> _TAREAS_
1. Responde brevemente según el fragmento sobre la devoción de Plinio al Sagrado Corazón:
(a) ¿Qué atraía especialmente al pequeño Plinio del Sagrado Corazón de Jesús?
(b) ¿Con quiénes asistía a Misa de domingo?
(c) ¿De qué creía entonces que se derivaba la sensación que le producía el santuario?
2. Cita del fragmento, tal cual, el tramo que va desde "Desde temprana edad" hasta "la propia santidad.".

Desde temprana edad la devoción al Sagrado Corazón de Jesús se encendió en el interior del pequeño Plinio. Se sentía especialmente atraído por su nobleza y bondad, como narraría más tarde.
Redacción (11/06/2021 13:05, Gaudium Press) Recuerdo con emoción – decía el Prof. Plinio Corrêa de Oliveira – que Nuestra Señora dispuso las cosas de manera que yo viviera cerca de una iglesia tan altamente cargada de bendiciones como es la iglesia del Sagrado Corazón de Jesús.1 Allí asistía a Misa de domingo con mis padres desde que tenía consciencia de mí mismo.
Ese santuario ejercía sobre mí un efecto que hoy lo veo como una acción sobrenatural; pero yo pensaba que aquella sensación se derivaba del aspecto del edificio, cuya composición de colores y formas me parece tan digna y recatada que para mí era la expresión de la propia santidad.

> _EXTRACTO DEL CONJUNTO_
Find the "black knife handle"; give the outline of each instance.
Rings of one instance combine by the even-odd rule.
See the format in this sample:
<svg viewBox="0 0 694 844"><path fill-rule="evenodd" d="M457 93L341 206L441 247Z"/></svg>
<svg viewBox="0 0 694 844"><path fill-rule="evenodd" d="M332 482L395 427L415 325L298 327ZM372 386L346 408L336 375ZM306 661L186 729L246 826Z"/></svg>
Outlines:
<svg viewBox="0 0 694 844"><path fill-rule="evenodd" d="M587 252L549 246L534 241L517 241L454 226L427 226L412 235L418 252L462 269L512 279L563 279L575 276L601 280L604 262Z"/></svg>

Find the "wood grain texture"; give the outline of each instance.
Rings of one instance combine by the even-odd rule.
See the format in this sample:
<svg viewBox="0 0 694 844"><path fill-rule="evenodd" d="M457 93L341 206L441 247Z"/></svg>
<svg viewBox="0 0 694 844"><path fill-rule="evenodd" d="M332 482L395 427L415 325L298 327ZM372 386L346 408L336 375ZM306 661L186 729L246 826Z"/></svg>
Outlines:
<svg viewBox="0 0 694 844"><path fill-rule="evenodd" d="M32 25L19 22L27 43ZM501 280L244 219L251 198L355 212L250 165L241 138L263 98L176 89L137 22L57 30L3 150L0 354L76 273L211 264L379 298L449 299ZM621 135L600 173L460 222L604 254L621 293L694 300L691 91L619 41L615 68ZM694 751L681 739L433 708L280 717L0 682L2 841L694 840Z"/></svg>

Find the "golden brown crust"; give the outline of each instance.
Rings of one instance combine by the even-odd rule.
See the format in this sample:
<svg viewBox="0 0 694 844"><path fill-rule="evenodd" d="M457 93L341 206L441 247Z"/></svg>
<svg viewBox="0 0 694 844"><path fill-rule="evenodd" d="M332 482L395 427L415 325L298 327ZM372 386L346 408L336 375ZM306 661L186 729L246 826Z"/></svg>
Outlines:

> _RESPUESTAS_
1.
(a) Su nobleza y bondad.
(b) Con sus padres.
(c) Del aspecto del edificio.

2.
Desde temprana edad la devoción al Sagrado Corazón de Jesús se encendió en el interior del pequeño Plinio. Se sentía especialmente atraído por su nobleza y bondad, como narraría más tarde.
Redacción (11/06/2021 13:05, Gaudium Press) Recuerdo con emoción – decía el Prof. Plinio Corrêa de Oliveira – que Nuestra Señora dispuso las cosas de manera que yo viviera cerca de una iglesia tan altamente cargada de bendiciones como es la iglesia del Sagrado Corazón de Jesús.1 Allí asistía a Misa de domingo con mis padres desde que tenía consciencia de mí mismo.
Ese santuario ejercía sobre mí un efecto que hoy lo veo como una acción sobrenatural; pero yo pensaba que aquella sensación se derivaba del aspecto del edificio, cuya composición de colores y formas me parece tan digna y recatada que para mí era la expresión de la propia santidad.